To further confirm the relationship between polymorphisms and T2DM at each gene locus, we performed a univariate logistic regression analysis under different genetic models (additive model, dominant model, and recessive model). Suppose A and a are two alleles at the locus, and A is the risk allele. The corresponding genotypes were AA, Aa and aa, and the sample size was N. Allele frequency calculation of each gene: the frequency of A gene is P(A) = (NAa + 2NAA)/2 N. The association between SNP alleles or genotypes and T2DM was analyzed based on additive, dominant and recessive gene models. Genotype corresponding encoding (additive model: AA = 2, Aa = 1, aa = 0; Dominant model: AA = 1, AA = 1, AA = 0; The implicit model is AA = 1, AA = 0, AA = 0).

To make the analysis results more reliable, four covariates (age, sex, BMI) were adjusted under three models. Where locus rs2280148 was statistically different in three models, while locus rs4969168 associated with T2DM in additive and dominant models. Two SNPs loci (rs10974914 and rs10815157) in the JAK2 gene were significantly associated with T2DM in the additive and recessive models (P < 0.05). In the recessive model, the rs105300 locus was associated with T2DM [P = 0.002, OR (95% CI) = 1.91(1.28–2.86)], as detailed in Table 6.

Table 6 Comparison of genetic models between T2DM and NC

Trend tests are based on predefined scores, which correspond to different genetic models. Only when the genetic model developed is the data optimal model, the corresponding trend testing effect is the greatest. The test results show the high reliability of the model analysis, and the results are detailed in Table 7.

Table 7 Analysis results of three robustness test methods

Haplotype analysis of JAK2 and STAT3 genes

The SNPs rs4969168 and SNPs rs2280148 in SOCS3 gene were constructed haplotypes, and the four haplotypes were named S1-S4. The SNPs rs10974914 and SNPs rs10815157 in JAK2 gene were constructed haplotypes, and the four haplotypes were named J1-J4. Chi-square test showed that haplotypes S3 (GG) and S4 (GT) had statistically significant differences in haplotype frequency distribution between the case group and the control group (P < 0.001). Same thing with J2 (AG) and J3 (GC). According to their frequency distribution, haplotypes of S3 (GG) and J3 (GC) may be the protective factors for T2DM, while haplotypes of J2 (AG) and S4 (GT) may be the risk factors for T2DM. See Table 8 for details.

Table 8 Results of SOCS3 and JAK2 gene haplotype analysis

Analysis of SNPs-SNPs interaction among SOCS3, JAK2 and STAT3 genes

The interaction analysis between SNPs-SNPs was performed using multivariate nonconditional Logistic regression models as well as the PLINK software. The results of the analysis revealed an interaction between rs4969168 and rs2280148 in the SOCS3 gene (P < 0.001). This is a statistically significant SNPs-SNPs interaction pair (α = 0.05). After adjusting for the four covariates (age, sex, BMI), an interaction remained between rs4969168 and rs2280148 (P < 0.001). See Tables 9, 10 for details.

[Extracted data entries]
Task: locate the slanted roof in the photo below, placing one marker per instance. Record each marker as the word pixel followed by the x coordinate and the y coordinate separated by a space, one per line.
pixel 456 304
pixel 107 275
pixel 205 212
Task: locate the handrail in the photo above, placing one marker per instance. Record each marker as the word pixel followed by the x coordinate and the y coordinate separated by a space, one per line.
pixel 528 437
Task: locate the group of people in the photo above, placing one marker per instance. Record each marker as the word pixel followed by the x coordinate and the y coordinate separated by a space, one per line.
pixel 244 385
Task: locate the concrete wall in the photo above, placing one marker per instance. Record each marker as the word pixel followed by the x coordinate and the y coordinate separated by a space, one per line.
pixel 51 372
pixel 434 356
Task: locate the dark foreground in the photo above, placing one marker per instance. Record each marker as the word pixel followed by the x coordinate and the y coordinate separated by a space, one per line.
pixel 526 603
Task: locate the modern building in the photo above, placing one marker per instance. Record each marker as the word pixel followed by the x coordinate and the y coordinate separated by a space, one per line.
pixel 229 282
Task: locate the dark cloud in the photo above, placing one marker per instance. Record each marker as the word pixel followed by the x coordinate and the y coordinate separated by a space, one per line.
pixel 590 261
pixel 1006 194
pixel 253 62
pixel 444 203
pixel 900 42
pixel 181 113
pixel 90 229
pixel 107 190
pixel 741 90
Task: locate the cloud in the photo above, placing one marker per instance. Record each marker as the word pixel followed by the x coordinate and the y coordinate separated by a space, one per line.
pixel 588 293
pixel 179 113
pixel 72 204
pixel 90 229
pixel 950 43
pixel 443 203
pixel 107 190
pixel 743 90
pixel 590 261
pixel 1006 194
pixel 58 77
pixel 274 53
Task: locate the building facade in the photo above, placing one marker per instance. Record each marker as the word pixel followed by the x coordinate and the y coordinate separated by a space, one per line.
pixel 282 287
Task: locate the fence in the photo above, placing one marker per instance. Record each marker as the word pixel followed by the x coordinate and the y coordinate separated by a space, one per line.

Directions:
Copy the passage about T2DM gene polymorphisms word for word from "The interaction analysis" up to and including "10 for details.". Draw only on the passage about T2DM gene polymorphisms when responding.

Output for this task:
The interaction analysis between SNPs-SNPs was performed using multivariate nonconditional Logistic regression models as well as the PLINK software. The results of the analysis revealed an interaction between rs4969168 and rs2280148 in the SOCS3 gene (P < 0.001). This is a statistically significant SNPs-SNPs interaction pair (α = 0.05). After adjusting for the four covariates (age, sex, BMI), an interaction remained between rs4969168 and rs2280148 (P < 0.001). See Tables 9, 10 for details.